Given instruction:
Reproduce all of the items below line for line, without changing anything.

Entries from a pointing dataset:

-------

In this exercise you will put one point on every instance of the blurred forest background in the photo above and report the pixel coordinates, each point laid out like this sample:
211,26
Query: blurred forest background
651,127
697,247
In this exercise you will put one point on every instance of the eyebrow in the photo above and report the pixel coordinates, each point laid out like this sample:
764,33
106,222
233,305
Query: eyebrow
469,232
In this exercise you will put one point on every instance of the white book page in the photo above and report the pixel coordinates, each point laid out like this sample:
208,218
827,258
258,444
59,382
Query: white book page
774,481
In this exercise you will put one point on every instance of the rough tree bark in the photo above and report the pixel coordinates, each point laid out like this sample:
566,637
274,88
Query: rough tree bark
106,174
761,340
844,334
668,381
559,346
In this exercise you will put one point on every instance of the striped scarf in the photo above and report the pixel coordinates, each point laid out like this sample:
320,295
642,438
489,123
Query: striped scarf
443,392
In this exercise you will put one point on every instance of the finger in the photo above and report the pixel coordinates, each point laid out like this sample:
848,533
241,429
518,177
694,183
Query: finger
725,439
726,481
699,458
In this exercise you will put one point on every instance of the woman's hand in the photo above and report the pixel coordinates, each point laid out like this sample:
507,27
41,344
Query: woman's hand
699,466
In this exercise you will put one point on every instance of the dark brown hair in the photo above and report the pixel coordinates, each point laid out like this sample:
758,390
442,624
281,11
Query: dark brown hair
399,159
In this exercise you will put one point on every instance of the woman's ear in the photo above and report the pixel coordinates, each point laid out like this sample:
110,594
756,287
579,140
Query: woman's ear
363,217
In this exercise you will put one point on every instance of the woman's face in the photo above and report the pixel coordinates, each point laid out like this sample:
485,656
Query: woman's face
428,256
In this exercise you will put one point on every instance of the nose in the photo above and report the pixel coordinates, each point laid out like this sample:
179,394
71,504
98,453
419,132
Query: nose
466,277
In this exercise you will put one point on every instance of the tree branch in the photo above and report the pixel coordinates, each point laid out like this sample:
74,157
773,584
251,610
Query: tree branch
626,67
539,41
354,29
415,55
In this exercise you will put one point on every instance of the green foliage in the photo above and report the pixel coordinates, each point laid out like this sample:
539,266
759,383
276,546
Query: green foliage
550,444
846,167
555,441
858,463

-------

Solution to this task:
In this exercise you will put one point on every instance of the blurred forest background in the photo above and report the pixel coordinates, each point laid out like this sample:
211,26
Query: blurred forest background
651,127
697,247
In this exercise you will put one point on every instance of the eyebrow in the photo above and report the pixel coordinates, each point laid out like this sample:
764,33
106,222
233,305
Query: eyebrow
469,232
In this exercise you will put one point on every instance of the white book page in the photo above and report the pixel coordinates, each point laid out like this sample:
208,218
827,258
258,444
59,382
Query: white book page
774,481
In this exercise you will put one point on every instance of the rough tree bark in the photo above and report the pixel coordinates, each point laid out like this sample:
566,637
274,88
Query: rough tree bark
106,174
761,340
844,334
668,381
559,346
In this exercise you will put one point on every instance of the striped scarf in the photo above and report the pixel coordinates, each point laid out like this sample:
320,295
642,438
489,123
Query: striped scarf
443,392
In this exercise you will put one point on every instance of the finger in the photo above and report the pixel coordinates, each point laid out like this sample:
848,533
241,429
518,177
694,183
Query: finger
725,439
726,481
699,458
In this exercise you will put one point on every instance of the woman's hand in the photo above and report the pixel coordinates, each point laid out like this sample:
507,27
41,344
Query: woman's hand
699,466
In this exercise you will put one point on every instance of the dark brown hair in the photo above and report the pixel coordinates, each point laid out like this sample:
758,390
442,624
281,11
Query: dark brown hair
399,159
In this exercise you will put one point on every instance of the woman's ear in the photo above and report the pixel coordinates, each point laid out like this sample:
110,594
756,287
579,140
Query: woman's ear
363,217
In this exercise you will put one point on every instance of the woman's face in the photo above and report the pixel coordinates, each point laid out like this sample:
485,656
Query: woman's face
428,256
In this exercise you will put one point on every instance of the nose in the photo above and report the pixel coordinates, each point laid out like this sample:
179,394
71,504
98,453
419,132
Query: nose
466,277
In this exercise you will put one point on every instance of the tree branch in the photo above and report the pixel coordinates, each point laid out like this sample:
74,157
773,584
251,610
Query: tree branch
626,67
539,41
354,29
415,55
In this exercise you will put one point on every instance of the green foliage in the photo above and report the pixel coordinates, each point laid out like this sample:
539,266
759,383
276,546
Query: green foliage
550,444
846,167
555,441
858,463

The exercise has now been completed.